Example | Create valid STAC Item from your product (nc)¶

# Describe the first file (Item)


# 1. extract the spatial extent from the .nc file 
bbox = [ds['longitude'].values.min(), ds['latitude'].values.min(), ds['longitude'].values.max(), ds['latitude'].values.max(), ]
geometry = json.loads(json.dumps(shapely.box(*bbox).__geo_interface__))

# 2. extract additional information (properties) from the .nc file and create the STAC Item
item = pystac.Item(
    id=collectionid + 'v2',
    geometry=geometry,
    datetime=datetime.strptime('2025-02-05', '%Y-%m-%d'),
    bbox=bbox,
    properties= {
        "history": ds.attrs['history'],
        "source": ds.attrs['source'],
        "comment": ds.attrs['comment'],
        "references": ds.attrs['references'],
        "summary": ds.attrs['summary'],
        "version": ds.attrs['version'],
        "conventions": ds.attrs['Conventions'],
    } # please note that this field is not mandatory by STAC specification, 
        # and depends on the information you have provided within your original dataset.

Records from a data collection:
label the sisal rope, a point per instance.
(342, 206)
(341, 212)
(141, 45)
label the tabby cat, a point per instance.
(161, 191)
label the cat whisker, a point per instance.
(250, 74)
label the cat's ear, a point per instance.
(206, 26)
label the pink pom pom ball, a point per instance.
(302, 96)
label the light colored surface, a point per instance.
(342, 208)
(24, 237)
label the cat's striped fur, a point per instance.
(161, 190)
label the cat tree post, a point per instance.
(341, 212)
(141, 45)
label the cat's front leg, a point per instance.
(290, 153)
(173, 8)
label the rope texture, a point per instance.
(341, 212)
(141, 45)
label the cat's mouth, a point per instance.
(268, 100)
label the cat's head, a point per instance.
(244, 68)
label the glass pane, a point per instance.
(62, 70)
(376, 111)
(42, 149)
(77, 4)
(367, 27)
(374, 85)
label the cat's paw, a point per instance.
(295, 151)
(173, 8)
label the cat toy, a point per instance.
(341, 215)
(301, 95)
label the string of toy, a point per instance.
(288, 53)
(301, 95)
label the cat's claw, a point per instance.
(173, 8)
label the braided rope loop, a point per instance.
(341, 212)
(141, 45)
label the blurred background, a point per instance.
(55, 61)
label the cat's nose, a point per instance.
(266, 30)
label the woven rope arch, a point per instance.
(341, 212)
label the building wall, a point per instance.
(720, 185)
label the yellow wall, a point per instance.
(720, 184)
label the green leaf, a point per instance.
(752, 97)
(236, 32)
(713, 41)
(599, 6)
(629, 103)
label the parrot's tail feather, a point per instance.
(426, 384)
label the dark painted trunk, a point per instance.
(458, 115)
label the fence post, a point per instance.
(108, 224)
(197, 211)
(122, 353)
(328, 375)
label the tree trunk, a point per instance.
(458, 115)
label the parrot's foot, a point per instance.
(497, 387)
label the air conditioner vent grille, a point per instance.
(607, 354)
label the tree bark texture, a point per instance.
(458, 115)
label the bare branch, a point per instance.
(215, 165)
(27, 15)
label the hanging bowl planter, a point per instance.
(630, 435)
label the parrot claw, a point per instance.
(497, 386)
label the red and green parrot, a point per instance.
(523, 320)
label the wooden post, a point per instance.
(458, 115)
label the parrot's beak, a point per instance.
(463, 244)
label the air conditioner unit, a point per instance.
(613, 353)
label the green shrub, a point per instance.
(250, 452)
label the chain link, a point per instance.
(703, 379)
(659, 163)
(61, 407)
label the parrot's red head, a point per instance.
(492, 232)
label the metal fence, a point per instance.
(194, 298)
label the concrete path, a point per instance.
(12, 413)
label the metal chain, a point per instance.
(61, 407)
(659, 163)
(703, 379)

WRITTEN EXERCISE: According to the comment in the STAC Item example, why might the properties block differ for someone else's product?

SOLUTION: The properties field is not mandatory under the STAC specification. Its entries depend on the information provided in the original dataset.